◆ **TASK DETAILS**: Collect every line of the items below that contains the string "driftwood", and list those lines in the order they appear.

◆ **INPUT DATA**:
┌────────
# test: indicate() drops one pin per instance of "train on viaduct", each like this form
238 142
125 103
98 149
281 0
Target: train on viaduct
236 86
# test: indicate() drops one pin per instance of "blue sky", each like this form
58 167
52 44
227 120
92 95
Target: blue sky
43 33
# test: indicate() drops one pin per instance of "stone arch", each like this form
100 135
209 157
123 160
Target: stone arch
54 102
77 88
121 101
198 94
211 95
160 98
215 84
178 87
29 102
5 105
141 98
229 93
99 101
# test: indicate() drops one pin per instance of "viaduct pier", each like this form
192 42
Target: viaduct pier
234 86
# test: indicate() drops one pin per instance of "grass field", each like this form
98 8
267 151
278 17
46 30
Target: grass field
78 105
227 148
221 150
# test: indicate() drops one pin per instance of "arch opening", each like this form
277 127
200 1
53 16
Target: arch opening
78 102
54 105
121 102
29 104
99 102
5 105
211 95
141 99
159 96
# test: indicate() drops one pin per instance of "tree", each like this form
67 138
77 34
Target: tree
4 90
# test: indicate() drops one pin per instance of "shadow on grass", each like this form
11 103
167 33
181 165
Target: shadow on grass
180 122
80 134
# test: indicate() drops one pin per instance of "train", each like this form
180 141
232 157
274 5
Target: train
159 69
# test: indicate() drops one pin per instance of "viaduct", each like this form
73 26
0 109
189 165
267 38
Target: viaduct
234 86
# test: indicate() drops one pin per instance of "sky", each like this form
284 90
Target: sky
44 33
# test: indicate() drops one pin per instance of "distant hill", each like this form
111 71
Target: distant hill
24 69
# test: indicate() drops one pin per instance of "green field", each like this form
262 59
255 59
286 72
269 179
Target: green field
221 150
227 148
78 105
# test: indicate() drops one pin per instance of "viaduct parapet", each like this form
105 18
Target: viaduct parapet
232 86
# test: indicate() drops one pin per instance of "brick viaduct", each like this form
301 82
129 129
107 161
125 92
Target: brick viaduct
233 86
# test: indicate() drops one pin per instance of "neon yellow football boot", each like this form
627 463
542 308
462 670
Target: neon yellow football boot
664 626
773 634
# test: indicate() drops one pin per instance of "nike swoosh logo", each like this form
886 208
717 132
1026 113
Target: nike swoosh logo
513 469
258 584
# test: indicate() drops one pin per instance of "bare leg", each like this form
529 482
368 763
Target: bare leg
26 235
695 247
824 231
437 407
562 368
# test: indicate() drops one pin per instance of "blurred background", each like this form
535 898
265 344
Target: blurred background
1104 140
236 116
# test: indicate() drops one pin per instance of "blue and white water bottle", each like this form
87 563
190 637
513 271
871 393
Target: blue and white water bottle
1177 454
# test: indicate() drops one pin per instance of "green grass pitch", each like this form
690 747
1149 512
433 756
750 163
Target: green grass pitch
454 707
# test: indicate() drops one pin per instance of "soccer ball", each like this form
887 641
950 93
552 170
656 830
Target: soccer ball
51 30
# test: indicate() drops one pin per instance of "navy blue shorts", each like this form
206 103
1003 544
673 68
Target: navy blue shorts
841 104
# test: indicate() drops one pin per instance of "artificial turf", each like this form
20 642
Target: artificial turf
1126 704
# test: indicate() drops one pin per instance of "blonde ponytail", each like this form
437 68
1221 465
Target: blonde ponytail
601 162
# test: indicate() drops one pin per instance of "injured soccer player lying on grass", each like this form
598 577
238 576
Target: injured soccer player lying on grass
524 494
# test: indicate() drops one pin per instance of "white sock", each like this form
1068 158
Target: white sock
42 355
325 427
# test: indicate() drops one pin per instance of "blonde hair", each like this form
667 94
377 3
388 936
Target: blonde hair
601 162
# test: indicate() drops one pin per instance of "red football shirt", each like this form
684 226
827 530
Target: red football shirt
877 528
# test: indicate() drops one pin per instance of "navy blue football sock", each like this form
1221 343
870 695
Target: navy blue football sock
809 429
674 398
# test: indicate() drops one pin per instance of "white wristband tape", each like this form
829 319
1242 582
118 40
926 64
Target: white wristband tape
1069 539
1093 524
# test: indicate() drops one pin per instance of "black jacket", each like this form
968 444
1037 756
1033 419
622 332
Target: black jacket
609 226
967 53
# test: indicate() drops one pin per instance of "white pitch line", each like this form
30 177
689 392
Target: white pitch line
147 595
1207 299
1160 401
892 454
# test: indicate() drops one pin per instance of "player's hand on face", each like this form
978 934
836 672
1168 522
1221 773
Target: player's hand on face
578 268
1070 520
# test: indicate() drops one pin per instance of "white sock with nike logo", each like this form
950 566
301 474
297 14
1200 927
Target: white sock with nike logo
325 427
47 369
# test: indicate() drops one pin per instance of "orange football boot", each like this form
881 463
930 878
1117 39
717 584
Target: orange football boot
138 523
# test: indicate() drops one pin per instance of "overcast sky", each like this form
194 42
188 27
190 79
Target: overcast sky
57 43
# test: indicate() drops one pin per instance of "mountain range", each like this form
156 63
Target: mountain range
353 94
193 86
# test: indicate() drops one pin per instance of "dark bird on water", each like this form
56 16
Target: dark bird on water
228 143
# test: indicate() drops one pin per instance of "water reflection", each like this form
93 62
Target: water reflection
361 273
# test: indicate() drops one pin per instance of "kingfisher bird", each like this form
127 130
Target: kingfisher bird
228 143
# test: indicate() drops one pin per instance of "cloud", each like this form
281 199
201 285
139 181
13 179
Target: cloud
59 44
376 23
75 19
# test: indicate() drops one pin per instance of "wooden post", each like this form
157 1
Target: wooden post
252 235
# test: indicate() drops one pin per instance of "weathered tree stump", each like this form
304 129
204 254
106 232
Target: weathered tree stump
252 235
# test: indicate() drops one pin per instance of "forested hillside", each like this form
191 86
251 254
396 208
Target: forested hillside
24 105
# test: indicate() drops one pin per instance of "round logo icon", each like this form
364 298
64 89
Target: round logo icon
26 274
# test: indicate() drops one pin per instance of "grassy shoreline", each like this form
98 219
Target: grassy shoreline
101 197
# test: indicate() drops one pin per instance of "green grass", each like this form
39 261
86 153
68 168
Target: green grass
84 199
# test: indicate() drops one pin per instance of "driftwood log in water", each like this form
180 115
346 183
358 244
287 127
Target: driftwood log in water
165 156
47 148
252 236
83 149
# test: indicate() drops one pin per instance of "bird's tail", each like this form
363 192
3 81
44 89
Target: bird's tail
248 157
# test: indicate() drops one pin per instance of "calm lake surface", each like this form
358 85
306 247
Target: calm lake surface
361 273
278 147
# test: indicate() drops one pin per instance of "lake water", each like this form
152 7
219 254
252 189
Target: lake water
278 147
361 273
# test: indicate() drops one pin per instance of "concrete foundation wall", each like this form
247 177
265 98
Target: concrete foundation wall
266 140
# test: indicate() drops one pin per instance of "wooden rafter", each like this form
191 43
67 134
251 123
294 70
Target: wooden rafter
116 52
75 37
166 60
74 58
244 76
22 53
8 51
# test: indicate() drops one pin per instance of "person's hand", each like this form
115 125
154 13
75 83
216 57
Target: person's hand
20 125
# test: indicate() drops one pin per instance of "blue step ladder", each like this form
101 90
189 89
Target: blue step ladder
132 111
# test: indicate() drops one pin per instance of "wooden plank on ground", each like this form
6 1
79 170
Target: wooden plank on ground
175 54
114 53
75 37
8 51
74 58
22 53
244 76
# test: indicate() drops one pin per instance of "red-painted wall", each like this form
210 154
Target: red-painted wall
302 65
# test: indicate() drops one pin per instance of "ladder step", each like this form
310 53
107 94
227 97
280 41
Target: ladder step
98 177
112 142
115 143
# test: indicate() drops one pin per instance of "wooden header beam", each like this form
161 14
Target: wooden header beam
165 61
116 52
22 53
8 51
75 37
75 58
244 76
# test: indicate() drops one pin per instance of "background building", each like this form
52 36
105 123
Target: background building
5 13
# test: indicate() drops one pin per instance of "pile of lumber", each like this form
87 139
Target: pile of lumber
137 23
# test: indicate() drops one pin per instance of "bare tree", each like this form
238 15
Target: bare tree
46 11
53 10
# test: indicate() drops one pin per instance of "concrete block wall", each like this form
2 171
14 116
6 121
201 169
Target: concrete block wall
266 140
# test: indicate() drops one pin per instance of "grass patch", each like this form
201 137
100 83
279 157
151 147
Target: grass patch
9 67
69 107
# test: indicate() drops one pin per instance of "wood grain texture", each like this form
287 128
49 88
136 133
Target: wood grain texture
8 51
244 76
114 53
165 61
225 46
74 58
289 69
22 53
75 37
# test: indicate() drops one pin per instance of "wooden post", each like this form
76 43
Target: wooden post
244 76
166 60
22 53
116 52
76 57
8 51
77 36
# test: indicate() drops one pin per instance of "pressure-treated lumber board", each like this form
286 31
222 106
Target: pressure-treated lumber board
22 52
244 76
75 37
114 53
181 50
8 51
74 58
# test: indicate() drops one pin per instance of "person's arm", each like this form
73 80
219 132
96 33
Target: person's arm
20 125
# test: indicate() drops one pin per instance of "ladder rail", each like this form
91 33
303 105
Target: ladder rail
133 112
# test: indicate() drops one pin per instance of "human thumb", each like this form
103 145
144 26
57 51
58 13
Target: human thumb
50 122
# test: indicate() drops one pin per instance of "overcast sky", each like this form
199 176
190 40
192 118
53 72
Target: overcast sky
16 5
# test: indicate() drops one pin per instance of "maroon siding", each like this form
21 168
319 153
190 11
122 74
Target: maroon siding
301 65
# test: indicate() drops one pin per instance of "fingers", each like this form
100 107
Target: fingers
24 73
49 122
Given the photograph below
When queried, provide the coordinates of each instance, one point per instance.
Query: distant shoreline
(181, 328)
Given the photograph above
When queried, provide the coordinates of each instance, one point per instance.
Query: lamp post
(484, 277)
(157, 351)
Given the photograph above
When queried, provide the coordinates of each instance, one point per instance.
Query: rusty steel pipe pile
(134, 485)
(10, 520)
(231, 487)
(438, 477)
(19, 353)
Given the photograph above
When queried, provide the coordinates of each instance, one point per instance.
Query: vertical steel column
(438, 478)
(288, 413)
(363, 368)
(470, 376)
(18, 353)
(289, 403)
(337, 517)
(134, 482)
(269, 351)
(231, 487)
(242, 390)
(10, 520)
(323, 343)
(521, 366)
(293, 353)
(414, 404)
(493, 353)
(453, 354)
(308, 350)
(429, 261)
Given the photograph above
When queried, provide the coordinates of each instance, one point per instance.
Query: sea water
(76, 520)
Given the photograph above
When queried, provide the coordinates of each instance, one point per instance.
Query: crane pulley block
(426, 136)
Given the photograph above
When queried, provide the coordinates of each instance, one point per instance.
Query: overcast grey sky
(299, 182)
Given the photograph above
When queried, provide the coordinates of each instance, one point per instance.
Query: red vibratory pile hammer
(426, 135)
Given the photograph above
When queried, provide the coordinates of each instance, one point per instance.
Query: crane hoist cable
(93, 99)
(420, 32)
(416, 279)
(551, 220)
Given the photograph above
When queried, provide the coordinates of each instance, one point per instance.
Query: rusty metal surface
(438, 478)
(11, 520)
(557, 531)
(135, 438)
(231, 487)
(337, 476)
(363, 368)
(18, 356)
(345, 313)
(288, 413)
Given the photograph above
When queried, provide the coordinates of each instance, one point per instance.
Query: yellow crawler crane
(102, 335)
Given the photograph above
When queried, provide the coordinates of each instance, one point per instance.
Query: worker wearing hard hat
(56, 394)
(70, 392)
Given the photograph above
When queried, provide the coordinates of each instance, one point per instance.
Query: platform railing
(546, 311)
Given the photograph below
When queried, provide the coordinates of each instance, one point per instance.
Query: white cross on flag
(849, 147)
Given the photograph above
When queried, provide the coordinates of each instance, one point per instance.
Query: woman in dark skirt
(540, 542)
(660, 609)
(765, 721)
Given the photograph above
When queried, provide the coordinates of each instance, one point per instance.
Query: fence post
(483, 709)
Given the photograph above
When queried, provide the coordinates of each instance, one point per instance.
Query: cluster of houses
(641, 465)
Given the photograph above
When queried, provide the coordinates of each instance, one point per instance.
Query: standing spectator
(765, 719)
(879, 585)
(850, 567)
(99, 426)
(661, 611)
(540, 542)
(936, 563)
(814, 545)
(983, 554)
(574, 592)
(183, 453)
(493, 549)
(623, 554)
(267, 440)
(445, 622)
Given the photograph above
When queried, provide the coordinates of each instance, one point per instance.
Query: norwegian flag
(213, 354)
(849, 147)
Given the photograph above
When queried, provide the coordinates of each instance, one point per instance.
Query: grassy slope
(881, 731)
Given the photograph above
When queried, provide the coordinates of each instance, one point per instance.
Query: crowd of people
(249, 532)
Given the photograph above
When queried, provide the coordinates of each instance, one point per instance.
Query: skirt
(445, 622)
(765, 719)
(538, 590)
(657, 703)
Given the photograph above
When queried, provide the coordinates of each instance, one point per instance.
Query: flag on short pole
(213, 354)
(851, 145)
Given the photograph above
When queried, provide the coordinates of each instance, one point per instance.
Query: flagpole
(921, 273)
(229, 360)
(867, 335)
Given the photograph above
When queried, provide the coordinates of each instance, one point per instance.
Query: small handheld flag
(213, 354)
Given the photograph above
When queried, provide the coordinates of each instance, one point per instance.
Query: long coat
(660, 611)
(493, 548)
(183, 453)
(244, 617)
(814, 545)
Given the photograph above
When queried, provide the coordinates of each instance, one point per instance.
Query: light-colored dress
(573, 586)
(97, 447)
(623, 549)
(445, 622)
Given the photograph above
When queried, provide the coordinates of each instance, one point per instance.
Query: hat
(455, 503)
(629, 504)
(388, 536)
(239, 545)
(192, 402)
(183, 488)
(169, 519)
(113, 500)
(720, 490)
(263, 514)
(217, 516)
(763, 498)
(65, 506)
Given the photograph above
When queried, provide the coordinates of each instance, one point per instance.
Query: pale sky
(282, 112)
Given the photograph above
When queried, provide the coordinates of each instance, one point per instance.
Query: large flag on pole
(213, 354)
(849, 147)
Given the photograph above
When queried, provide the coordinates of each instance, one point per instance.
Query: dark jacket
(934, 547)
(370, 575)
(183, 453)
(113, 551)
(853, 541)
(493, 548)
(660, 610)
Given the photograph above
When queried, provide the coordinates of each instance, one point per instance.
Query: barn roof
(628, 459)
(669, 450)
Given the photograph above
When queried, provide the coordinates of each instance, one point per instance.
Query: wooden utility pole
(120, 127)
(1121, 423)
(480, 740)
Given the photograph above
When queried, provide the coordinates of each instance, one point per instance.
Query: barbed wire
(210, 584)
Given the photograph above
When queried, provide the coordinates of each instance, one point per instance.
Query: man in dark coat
└────────
◆ **ANSWER BELOW**:
# test: indicate() drops one pin per instance of "driftwood log in water", each like this form
Target: driftwood log in water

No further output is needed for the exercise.